▶ **WORK TO DO**
Could you write out the records below exactly as they appear?

____

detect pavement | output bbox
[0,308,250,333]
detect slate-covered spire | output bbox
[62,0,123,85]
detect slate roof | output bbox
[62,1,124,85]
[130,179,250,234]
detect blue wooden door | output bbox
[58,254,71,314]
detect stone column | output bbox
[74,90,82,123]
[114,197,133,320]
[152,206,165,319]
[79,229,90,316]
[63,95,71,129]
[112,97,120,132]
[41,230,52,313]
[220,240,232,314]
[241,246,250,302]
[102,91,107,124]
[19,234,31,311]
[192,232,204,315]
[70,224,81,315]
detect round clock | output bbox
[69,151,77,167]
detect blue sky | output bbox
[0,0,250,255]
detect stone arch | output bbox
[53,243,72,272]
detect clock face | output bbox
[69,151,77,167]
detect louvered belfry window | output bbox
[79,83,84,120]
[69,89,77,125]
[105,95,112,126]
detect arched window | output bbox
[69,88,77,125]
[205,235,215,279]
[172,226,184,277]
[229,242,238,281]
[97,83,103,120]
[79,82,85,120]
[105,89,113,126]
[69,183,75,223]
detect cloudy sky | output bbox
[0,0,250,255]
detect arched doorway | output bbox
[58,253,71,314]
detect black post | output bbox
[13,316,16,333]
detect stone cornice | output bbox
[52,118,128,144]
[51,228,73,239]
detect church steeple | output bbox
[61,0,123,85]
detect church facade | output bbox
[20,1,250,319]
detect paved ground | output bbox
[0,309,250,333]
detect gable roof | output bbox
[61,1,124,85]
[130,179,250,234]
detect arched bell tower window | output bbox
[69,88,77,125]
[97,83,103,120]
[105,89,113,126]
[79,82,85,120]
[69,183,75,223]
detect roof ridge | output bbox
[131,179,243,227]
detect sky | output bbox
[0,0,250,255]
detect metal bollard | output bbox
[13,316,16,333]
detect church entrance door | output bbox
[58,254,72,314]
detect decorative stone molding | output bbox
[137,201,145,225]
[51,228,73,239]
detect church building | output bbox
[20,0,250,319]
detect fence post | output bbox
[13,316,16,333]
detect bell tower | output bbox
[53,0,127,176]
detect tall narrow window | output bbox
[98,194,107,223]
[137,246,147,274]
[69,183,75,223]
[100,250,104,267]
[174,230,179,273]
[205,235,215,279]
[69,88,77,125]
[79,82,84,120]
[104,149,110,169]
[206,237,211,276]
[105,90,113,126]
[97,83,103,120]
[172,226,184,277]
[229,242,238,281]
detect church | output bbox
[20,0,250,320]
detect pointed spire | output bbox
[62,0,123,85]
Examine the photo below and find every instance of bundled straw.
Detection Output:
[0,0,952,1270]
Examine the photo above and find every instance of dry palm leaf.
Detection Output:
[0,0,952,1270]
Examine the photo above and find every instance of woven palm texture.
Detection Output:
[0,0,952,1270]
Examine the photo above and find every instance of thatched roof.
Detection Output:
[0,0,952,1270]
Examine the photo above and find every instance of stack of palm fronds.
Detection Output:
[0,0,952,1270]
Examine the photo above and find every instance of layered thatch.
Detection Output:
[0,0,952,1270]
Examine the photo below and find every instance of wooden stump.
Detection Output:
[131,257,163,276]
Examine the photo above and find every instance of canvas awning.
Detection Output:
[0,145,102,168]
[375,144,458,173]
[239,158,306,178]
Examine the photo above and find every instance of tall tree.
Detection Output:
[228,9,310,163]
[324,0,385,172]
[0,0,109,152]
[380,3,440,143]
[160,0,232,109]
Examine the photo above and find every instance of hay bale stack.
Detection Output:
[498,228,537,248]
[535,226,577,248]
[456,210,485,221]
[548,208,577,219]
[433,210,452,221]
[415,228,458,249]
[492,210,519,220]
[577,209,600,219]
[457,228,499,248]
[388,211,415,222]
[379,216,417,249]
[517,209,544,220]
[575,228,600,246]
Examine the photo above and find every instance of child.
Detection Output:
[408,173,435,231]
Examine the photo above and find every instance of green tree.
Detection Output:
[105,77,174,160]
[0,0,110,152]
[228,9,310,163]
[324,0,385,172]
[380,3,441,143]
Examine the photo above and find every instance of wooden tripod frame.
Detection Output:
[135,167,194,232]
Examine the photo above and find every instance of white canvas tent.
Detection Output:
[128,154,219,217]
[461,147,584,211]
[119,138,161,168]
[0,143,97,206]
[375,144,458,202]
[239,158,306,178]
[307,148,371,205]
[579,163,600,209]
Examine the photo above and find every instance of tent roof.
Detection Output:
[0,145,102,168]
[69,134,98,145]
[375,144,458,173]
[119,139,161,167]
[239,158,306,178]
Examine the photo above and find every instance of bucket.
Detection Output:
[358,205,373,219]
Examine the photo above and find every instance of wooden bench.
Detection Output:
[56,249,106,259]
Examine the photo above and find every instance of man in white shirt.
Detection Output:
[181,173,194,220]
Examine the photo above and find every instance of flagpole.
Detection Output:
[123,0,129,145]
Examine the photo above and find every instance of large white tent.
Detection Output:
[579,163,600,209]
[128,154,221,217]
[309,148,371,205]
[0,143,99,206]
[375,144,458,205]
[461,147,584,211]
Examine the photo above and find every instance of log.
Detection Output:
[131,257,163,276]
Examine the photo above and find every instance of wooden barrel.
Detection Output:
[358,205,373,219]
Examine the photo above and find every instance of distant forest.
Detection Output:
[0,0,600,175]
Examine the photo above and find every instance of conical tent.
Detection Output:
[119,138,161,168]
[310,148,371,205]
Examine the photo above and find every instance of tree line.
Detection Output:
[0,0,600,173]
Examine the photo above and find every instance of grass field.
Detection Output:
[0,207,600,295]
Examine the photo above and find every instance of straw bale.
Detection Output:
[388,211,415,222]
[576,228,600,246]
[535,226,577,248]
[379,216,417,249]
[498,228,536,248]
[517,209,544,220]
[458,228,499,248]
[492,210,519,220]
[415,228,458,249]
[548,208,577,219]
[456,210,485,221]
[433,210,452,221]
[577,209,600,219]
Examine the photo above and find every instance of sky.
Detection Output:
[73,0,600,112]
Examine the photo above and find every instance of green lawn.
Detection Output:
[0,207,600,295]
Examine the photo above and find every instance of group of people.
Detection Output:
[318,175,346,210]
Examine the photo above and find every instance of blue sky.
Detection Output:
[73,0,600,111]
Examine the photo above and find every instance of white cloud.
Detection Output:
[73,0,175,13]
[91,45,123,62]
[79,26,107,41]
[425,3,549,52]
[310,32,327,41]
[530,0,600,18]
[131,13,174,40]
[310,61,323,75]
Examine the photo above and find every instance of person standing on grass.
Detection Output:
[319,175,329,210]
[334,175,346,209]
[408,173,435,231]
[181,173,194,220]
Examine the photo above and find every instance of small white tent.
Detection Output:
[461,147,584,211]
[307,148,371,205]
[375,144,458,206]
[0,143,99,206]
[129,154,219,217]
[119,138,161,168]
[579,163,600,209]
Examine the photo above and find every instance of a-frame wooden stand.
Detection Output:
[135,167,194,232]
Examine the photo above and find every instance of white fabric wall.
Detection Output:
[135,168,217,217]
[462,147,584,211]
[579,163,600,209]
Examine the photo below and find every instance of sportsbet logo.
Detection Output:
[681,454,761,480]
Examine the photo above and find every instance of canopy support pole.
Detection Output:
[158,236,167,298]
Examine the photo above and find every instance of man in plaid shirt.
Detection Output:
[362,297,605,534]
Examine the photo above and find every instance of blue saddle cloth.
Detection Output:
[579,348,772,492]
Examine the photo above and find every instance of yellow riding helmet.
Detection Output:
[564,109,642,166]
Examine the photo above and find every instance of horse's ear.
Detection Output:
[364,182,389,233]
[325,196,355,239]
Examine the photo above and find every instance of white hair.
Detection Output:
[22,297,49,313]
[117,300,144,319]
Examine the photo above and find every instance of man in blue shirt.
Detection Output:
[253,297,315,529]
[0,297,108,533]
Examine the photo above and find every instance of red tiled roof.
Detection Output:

____

▶ **WRITTEN SOLUTION**
detect pavement | output bbox
[0,308,250,333]
detect slate-covered spire | output bbox
[62,0,123,85]
detect slate roof | output bbox
[62,1,124,85]
[130,179,250,234]
detect blue wooden door | output bbox
[58,254,71,314]
detect stone column | output bbox
[74,90,82,123]
[114,197,133,320]
[152,206,165,319]
[79,229,90,316]
[63,95,71,129]
[112,97,120,132]
[41,230,52,313]
[220,240,232,314]
[241,246,250,302]
[102,91,107,124]
[19,234,31,311]
[192,232,204,315]
[70,224,81,315]
detect round clock | output bbox
[69,151,77,167]
detect blue sky | output bbox
[0,0,250,255]
detect stone arch | output bbox
[53,243,72,272]
detect clock face | output bbox
[69,151,77,167]
detect louvered belfry window | output bbox
[79,83,84,120]
[69,89,77,125]
[105,95,112,126]
detect arched window | output bbox
[69,88,77,125]
[205,235,215,279]
[172,226,184,277]
[229,242,238,281]
[97,83,103,120]
[79,82,85,120]
[105,89,113,126]
[69,183,75,223]
detect cloudy sky | output bbox
[0,0,250,255]
detect arched doorway | output bbox
[58,253,71,314]
detect black post | output bbox
[13,316,16,333]
detect stone cornice | output bbox
[52,118,128,144]
[51,228,73,239]
detect church steeple | output bbox
[61,0,123,85]
detect church facade | output bbox
[20,1,250,319]
detect paved ground | output bbox
[0,309,250,333]
detect gable roof | output bbox
[61,1,124,85]
[130,179,250,234]
detect arched bell tower window | output bbox
[69,88,77,125]
[97,83,103,120]
[105,89,113,126]
[79,82,85,120]
[69,183,75,223]
detect roof ridge | output bbox
[131,179,243,227]
detect sky | output bbox
[0,0,250,255]
detect metal bollard | output bbox
[13,316,16,333]
detect church entrance door | output bbox
[58,254,72,314]
detect decorative stone molding | output bbox
[137,201,145,225]
[51,228,73,239]
detect church building | output bbox
[20,0,250,319]
detect fence post | output bbox
[13,316,16,333]
detect bell tower | output bbox
[53,0,127,176]
detect tall narrow window | output bbox
[98,194,107,223]
[137,246,147,274]
[69,183,75,223]
[100,250,104,267]
[174,230,179,273]
[205,235,215,279]
[69,88,77,125]
[79,82,84,120]
[104,149,110,169]
[206,237,211,276]
[105,90,113,126]
[97,83,103,120]
[172,226,184,277]
[229,242,238,281]
detect church | output bbox
[20,0,250,320]
detect pointed spire | output bbox
[62,0,123,85]
Examine the photo below and find every instance of bundled straw.
Detection Output:
[0,0,952,1270]
Examine the photo above and find every instance of dry palm leaf.
Detection Output:
[0,0,952,1270]
Examine the photo above and find every instance of woven palm texture.
Detection Output:
[0,0,952,1270]
Examine the photo above and find every instance of thatched roof.
Detection Output:
[0,0,952,1270]
Examine the photo above and find every instance of stack of palm fronds.
Detection Output:
[0,0,952,1270]
Examine the photo above and find every instance of layered thatch.
Detection Output:
[0,0,952,1270]
Examine the photo below and find every instance of wooden stump.
Detection Output:
[131,257,163,276]
Examine the photo above and find every instance of canvas awning.
Detection Output:
[0,145,102,168]
[375,144,458,173]
[239,158,306,178]
Examine the photo above and find every instance of tall tree.
Detection Output:
[228,9,310,163]
[324,0,385,172]
[0,0,109,152]
[380,3,440,143]
[160,0,232,109]
Examine the photo above and find every instance of hay bale stack.
Detection Output:
[498,228,537,248]
[535,226,577,248]
[456,210,485,221]
[548,208,577,219]
[433,210,452,221]
[415,228,458,249]
[492,210,519,220]
[577,209,600,219]
[457,228,499,248]
[388,211,415,222]
[379,216,417,249]
[517,209,544,220]
[575,228,600,246]
Examine the photo above and find every instance of child.
Detection Output:
[408,173,435,231]
Examine the photo above and find every instance of green tree.
Detection Output:
[105,77,174,160]
[0,0,110,152]
[228,9,310,163]
[324,0,385,172]
[380,3,441,143]
Examine the photo above and find every instance of wooden tripod frame.
Detection Output:
[135,167,194,232]
Examine the photo above and find every instance of white canvas tent.
Detection Output:
[128,154,219,217]
[461,147,584,211]
[119,138,161,168]
[0,143,97,206]
[375,144,458,202]
[239,158,306,178]
[307,148,371,205]
[579,163,600,209]
Examine the photo above and find every instance of tent roof.
Detection Output:
[0,145,102,168]
[69,134,98,145]
[375,144,458,173]
[119,139,161,167]
[239,158,306,178]
Examine the photo above and find every instance of bucket.
Detection Output:
[358,205,373,219]
Examine the photo above and find every instance of wooden bench.
Detection Output:
[56,249,106,259]
Examine the photo above and find every instance of man in white shirt.
Detection Output:
[181,173,194,220]
Examine the photo above and find every instance of flagpole.
Detection Output:
[123,0,129,145]
Examine the photo above and find every instance of large white tent.
Detection Output:
[579,163,600,209]
[128,154,221,217]
[309,148,371,205]
[0,143,99,206]
[375,144,458,205]
[461,147,584,211]
Examine the photo above and find every instance of log.
Detection Output:
[131,257,163,276]
Examine the photo above and find every instance of wooden barrel.
Detection Output:
[358,205,373,219]
Examine the photo above and find every instance of distant forest.
Detection Output:
[0,0,600,175]
Examine the photo above and find every instance of conical tent.
Detection Output:
[119,138,161,168]
[310,148,371,205]
Examine the photo above and find every instance of tree line.
Detection Output:
[0,0,600,173]
Examine the photo above and find every instance of grass field.
Detection Output:
[0,207,600,295]
Examine the photo above and find every instance of straw bale.
Detection Output:
[388,211,415,222]
[576,228,600,246]
[535,226,577,248]
[379,216,417,249]
[498,228,536,248]
[517,209,544,220]
[458,228,499,248]
[492,210,519,220]
[415,228,458,249]
[548,208,577,219]
[456,210,485,221]
[433,210,452,221]
[577,209,600,219]
Examine the photo above and find every instance of sky.
Detection Output:
[73,0,600,112]
Examine the photo above and find every instance of green lawn.
Detection Output:
[0,207,600,295]
Examine the photo above and find every instance of group of people.
Detection Output:
[318,175,346,210]
Examine the photo above and find every instance of blue sky.
Detection Output:
[73,0,600,111]
Examine the photo above and find every instance of white cloud.
Detection Output:
[73,0,175,13]
[91,45,123,62]
[79,26,107,41]
[425,3,549,52]
[310,32,327,41]
[530,0,600,18]
[131,13,174,40]
[310,61,323,75]
Examine the photo above and find every instance of person standing on grass.
Detection Output:
[319,175,329,210]
[334,175,346,209]
[408,173,435,231]
[181,173,194,220]
Examine the photo above and find every instance of small white tent.
Detection Output:
[461,147,584,211]
[307,148,371,205]
[375,144,458,206]
[0,143,99,206]
[129,154,219,217]
[119,138,161,168]
[579,163,600,209]
Examine the photo above and find every instance of a-frame wooden stand.
Detection Output:
[135,167,194,232]
Examine the photo above and find every instance of white fabric wall.
Detection Output:
[135,168,217,217]
[462,147,584,211]
[579,163,600,209]
Examine the photo below and find every instance of sportsbet logo.
Detection Output:
[681,454,761,480]
Examine the photo above and find every instance of canopy support pole.
Detection Output:
[158,236,167,298]
Examine the photo above and find every instance of man in plaid shirt.
Detection Output:
[362,297,605,534]
Examine the photo above and find every instance of blue saddle cloth.
Detection Output:
[579,348,772,492]
Examine the photo above and find every instance of yellow riding helmet.
Detection Output:
[564,109,642,166]
Examine the photo above and find every instance of horse's ear.
Detection Output:
[364,182,389,233]
[325,196,355,239]
Examine the photo above and find every instance of white hair.
Detection Output:
[22,297,49,313]
[117,300,144,319]
Examine the photo above and find every instance of man in blue shirt.
Detection Output:
[253,297,315,529]
[0,297,108,533]
Examine the photo above and find every instance of red tiled roof.
Detection Output:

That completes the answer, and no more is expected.